- **SUPPLIED RECORDS**:
◇ ◇ ◇ ◇

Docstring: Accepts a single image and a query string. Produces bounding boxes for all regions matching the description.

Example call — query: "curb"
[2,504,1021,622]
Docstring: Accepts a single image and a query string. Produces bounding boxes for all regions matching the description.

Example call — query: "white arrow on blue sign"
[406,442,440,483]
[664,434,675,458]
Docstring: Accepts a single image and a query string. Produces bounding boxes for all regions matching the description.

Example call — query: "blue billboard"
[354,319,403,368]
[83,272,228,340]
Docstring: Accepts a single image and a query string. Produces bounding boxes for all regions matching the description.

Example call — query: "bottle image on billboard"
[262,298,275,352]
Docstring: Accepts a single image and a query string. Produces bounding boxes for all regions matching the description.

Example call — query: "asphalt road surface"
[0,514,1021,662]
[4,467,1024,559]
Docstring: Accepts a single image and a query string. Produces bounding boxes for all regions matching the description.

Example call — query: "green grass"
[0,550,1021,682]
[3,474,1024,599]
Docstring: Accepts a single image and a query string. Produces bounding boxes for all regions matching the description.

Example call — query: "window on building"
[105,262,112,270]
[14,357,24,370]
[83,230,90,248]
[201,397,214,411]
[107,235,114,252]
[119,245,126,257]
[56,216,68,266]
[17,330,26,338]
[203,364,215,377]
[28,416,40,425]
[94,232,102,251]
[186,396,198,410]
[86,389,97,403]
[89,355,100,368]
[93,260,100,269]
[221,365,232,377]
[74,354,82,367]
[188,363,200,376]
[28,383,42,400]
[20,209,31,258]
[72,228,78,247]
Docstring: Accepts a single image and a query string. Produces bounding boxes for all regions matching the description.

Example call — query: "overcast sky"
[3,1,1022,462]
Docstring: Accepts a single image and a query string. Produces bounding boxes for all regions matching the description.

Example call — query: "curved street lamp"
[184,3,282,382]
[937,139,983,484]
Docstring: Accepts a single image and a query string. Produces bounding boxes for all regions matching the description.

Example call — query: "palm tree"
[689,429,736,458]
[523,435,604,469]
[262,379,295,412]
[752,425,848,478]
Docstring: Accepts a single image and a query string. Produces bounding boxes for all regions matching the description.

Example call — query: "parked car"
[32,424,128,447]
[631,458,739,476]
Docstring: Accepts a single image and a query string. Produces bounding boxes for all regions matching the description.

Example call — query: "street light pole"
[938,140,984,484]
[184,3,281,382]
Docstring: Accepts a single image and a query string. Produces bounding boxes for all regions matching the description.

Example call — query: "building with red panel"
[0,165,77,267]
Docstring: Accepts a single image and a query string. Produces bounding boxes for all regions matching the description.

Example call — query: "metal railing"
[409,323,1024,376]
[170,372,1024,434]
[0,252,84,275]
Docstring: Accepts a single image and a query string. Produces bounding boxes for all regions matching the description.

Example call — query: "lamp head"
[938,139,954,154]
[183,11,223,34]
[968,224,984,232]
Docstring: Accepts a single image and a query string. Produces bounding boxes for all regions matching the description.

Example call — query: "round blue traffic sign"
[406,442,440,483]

◇ ◇ ◇ ◇

Please return the data above exactly as given.

- **ANSWER**:
Docstring: Accepts a single image and a query string. Produces bounding boxes for all regions matching the description.

Example call — query: "curb"
[2,504,1021,622]
Docstring: Accepts a single image and a query string. Produces bounding boxes for all regions matching the description.

Example call — query: "white arrow on blue sign"
[406,442,440,483]
[664,434,675,458]
Docstring: Accepts a single image and a query string. Produces bounding boxes for all regions matching the description.

Example call — query: "blue billboard"
[354,319,403,368]
[83,272,228,340]
Docstring: Accepts a single image and a query string. Produces bounding boxes for all regions matching the description.

Example call — query: "bottle image on billboard"
[262,298,275,352]
Docstring: Accepts a single image and a query string. Produces bounding boxes for all regions matching the description.

Example call — query: "asphalt road surface"
[0,514,1021,662]
[4,467,1024,559]
Docstring: Accepts a single image and a query string. Produces bounding boxes for all regions matching the description.

Example call — query: "green grass"
[0,550,1021,682]
[3,474,1024,599]
Docstring: Accepts a single image and a query string. Produces bounding boxes for all regions matching the description.

Example call — query: "window on building"
[105,262,112,270]
[14,357,24,370]
[83,230,90,248]
[201,397,214,411]
[107,235,114,252]
[119,245,126,257]
[56,216,68,266]
[17,330,26,338]
[203,364,215,377]
[28,416,40,425]
[94,232,102,251]
[186,396,198,410]
[86,389,97,403]
[89,355,100,368]
[93,260,100,269]
[221,365,232,377]
[74,354,82,367]
[188,363,200,376]
[28,383,42,400]
[20,209,31,258]
[72,228,78,247]
Docstring: Accepts a single image and a query string. Produces bounding boxes for all regions matching the description.

Example call — query: "overcast sky"
[3,1,1022,462]
Docstring: Accepts a single image and a query string. Produces bounding boxes for all regions matching the description.

Example call — query: "curved street lamp"
[184,3,282,382]
[937,139,983,484]
Docstring: Accepts a single image and a query string. Produces bounding boxes for all regions matching the description.

Example call — query: "palm tree"
[689,429,736,458]
[523,435,604,469]
[262,379,295,412]
[752,425,848,478]
Docstring: Accepts a single image and a query string. Produces bounding boxes for all regions matching the description.

Example call — query: "parked car"
[32,424,128,447]
[631,458,739,476]
Docstring: Accepts a single image and a query string. Produces bounding boxes for all regions matching the description.

Example call — query: "street light pole"
[938,140,984,484]
[184,3,281,382]
Docstring: Accepts a single image and a query string. Produces bounding boxes for all regions matching the description.

Example call — query: "building with red panel"
[0,165,77,267]
Docstring: Accepts a single image and a query string. Produces bounding boxes for all regions matching the description.

Example call — query: "metal railing"
[409,323,1024,376]
[170,372,1024,434]
[0,252,84,275]
Docstring: Accepts a single image and a query string. Produces bounding boxes for all regions matching the description.

Example call — query: "lamp head"
[938,139,954,154]
[183,11,223,34]
[968,224,984,232]
Docstring: Accepts a single image and a query string. Produces bounding boxes for all regions matching the description.

Example call — query: "round blue traffic sign"
[406,442,440,483]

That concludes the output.